Exercise description >> Exactly as given, reproduce the records in full.

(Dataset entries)
[Start of section]
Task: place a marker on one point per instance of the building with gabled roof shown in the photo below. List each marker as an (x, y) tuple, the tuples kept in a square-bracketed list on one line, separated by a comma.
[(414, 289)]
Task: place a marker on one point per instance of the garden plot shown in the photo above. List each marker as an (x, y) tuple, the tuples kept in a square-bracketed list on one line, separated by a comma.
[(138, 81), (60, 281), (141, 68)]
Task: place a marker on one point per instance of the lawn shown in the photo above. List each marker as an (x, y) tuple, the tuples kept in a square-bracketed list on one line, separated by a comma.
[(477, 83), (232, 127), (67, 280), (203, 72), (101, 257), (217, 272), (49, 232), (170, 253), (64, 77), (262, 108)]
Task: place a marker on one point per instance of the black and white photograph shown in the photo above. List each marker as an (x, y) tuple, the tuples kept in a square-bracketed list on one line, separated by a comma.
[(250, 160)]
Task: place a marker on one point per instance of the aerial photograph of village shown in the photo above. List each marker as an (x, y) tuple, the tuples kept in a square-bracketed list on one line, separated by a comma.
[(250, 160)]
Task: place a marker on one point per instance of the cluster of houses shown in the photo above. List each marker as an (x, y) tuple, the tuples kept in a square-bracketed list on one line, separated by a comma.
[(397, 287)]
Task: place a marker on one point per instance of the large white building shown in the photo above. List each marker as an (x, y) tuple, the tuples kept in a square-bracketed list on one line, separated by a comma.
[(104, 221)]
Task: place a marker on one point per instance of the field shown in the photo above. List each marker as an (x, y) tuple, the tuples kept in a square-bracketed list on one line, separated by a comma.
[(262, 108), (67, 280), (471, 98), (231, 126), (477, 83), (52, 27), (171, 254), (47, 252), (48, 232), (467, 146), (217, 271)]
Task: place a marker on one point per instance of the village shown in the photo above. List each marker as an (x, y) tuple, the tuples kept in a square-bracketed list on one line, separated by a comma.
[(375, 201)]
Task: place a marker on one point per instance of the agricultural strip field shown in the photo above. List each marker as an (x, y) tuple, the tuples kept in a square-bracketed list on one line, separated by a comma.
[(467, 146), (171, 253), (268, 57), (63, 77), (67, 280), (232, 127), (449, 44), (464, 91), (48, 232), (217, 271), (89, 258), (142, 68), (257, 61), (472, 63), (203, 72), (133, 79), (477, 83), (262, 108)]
[End of section]
Task solution >>
Task: place a marker on one point per instance of the building with gabled roof shown in the photo below. List each marker as an (x, y) tuple, the tuples kept in a square-bracketed list on one line, separated by a comma.
[(414, 289)]
Task: place a marker on one point per instance of the garden plot shown in the photo above. List each marker as an (x, y) tuple, the tuples kept in a square-bracketed list on one line, separated by a comma.
[(138, 81), (60, 281), (141, 68)]
Task: place a marker on one point per instance of the lawn shown in the photo above. List each marker as an (x, y) tuple, the tuples kept in a square-bracketed list on one line, separated by a comma.
[(477, 83), (232, 127), (67, 280), (203, 72), (101, 257), (217, 272), (49, 232), (170, 253), (64, 77), (262, 108)]
Task: place a marker on one point per instance of the black and white photograph shown in the photo above. List each marker as an (x, y) tuple, the tuples kept in a square-bracketed list on one line, separated by a comma.
[(250, 160)]
Task: place a marker on one point per instance of the aerial photograph of village shown in the photo above. List each marker as an (x, y) tuple, the tuples kept in a square-bracketed list on one line, separated by a comma.
[(250, 160)]
Task: place a marker on one point per instance of the cluster of houses shown in the photo above. List each marker as an (x, y) tuple, the tuples kept in a square-bracketed list on one line, separated by a comma.
[(397, 287)]
Task: place a marker on one point per instance of the large white building shown in the photo above. List each marker as an (x, y) tuple, the tuples kept in a square-bracketed list on one line, separated by a comma.
[(104, 221)]
Task: place a marker on one point per instance of the field shown in the photo above. List each marker as an (x, y) tuple, the tuples kept in a square-bracketed list on one line, separated by a comma.
[(262, 108), (67, 280), (471, 98), (231, 126), (477, 83), (52, 27), (171, 254), (47, 252), (48, 232), (467, 146), (217, 271)]
Task: place a marker on one point per instance of the village shown in the photo above. List each marker as an (x, y) tuple, the tuples kept in a square-bracketed list on one line, separated by a comma.
[(375, 201)]
Task: place a marker on one point per instance of the agricultural strip field shown in the photo above. List each marker as an (x, y) tuple, the tuples kept in a square-bracketed list on one line, separated by a comma.
[(467, 146), (171, 253), (268, 57), (63, 77), (67, 280), (232, 127), (449, 44), (464, 91), (48, 232), (217, 271), (89, 258), (142, 68), (257, 61), (472, 63), (203, 72), (133, 79), (477, 83), (262, 108)]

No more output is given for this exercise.